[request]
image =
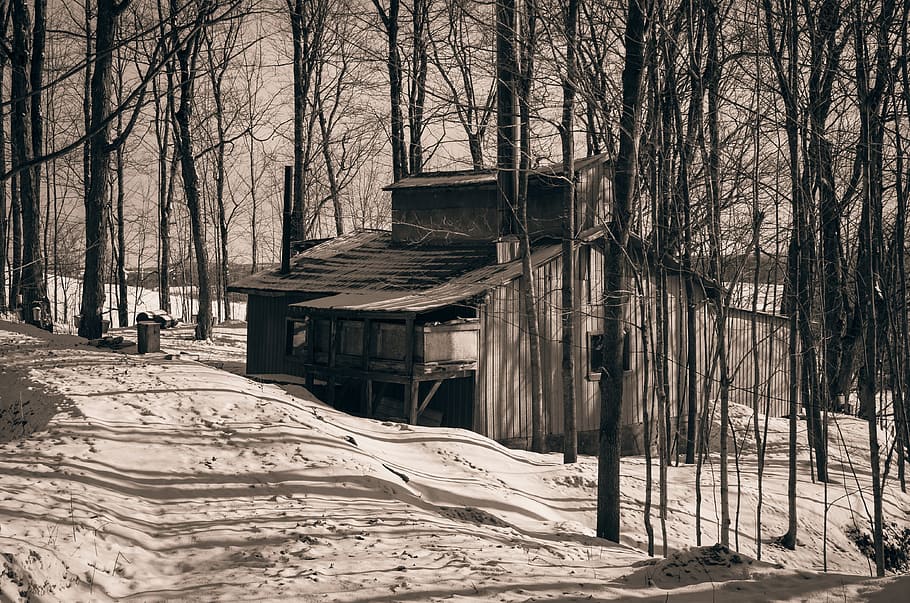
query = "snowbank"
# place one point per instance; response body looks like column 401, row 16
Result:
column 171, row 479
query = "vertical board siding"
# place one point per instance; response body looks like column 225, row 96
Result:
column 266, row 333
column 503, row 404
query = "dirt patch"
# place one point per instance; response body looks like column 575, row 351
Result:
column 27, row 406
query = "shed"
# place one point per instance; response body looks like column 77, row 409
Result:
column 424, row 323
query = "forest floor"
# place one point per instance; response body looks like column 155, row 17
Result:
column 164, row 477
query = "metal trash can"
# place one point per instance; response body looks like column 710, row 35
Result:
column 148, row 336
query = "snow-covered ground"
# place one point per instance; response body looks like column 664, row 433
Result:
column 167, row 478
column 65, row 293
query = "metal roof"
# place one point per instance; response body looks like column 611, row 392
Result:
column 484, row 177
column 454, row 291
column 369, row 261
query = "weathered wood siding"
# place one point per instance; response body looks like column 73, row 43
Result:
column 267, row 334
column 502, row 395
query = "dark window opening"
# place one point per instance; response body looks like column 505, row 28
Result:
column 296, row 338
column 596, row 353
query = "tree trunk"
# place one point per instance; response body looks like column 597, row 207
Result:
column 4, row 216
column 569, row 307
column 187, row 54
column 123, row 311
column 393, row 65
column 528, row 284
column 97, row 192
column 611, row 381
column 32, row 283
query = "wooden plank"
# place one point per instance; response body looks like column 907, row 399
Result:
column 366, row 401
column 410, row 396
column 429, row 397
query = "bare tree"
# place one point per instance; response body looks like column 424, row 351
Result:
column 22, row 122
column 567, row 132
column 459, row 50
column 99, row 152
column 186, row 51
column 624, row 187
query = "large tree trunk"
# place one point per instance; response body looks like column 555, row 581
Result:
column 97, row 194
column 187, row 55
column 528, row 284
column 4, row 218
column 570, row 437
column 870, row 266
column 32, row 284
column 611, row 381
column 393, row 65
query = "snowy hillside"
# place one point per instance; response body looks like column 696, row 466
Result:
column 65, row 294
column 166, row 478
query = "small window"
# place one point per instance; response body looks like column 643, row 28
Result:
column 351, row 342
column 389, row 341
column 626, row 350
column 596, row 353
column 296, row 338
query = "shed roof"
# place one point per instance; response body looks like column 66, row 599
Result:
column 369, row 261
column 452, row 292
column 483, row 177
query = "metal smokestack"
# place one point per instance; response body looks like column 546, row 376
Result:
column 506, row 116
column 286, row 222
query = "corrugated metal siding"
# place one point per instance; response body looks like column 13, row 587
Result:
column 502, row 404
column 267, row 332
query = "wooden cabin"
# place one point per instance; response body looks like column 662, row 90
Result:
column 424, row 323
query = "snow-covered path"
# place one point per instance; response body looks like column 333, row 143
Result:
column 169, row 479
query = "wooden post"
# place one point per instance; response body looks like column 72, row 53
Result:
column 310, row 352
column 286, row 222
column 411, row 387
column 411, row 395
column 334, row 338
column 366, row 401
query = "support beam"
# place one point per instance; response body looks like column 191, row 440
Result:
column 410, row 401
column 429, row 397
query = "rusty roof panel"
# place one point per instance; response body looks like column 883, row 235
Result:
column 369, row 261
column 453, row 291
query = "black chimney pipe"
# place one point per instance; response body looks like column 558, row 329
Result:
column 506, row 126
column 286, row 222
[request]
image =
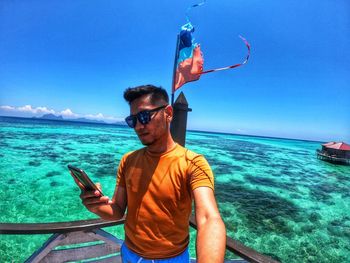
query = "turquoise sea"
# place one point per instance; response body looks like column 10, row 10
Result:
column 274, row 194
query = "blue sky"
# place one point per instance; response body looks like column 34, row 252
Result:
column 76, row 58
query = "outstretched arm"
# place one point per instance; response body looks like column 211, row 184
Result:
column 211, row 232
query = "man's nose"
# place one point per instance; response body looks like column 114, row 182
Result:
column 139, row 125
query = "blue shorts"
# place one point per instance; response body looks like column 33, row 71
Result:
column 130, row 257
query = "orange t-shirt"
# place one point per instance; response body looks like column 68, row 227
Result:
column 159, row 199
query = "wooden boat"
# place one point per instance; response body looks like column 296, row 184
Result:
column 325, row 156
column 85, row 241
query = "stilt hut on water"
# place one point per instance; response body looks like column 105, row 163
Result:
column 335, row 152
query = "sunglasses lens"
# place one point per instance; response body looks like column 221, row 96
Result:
++++++
Only lines holding the word "siding" are wanted here; copy each from the listing.

query = "vertical board siding"
query = "weathered wood siding"
query = "corrugated metal siding"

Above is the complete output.